Copy out the listing below line for line, leaving out the pictures.
[START]
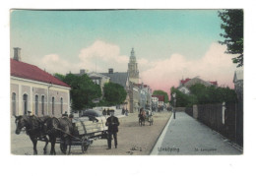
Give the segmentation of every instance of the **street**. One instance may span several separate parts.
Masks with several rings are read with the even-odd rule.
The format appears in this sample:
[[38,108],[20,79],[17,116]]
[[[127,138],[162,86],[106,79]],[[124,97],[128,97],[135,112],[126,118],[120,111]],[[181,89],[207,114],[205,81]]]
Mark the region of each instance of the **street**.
[END]
§ Correct output
Give the segmentation of every instance of the **street**. One instance may span several separate parts.
Masks with several rings are read with the even-odd rule.
The format appears in this sample:
[[38,108],[20,79],[17,116]]
[[[127,138],[162,86],[106,79]],[[124,97],[128,97],[135,112],[126,118],[120,111]],[[181,89],[207,114],[205,81]]]
Mark the region of each instance of the **street**.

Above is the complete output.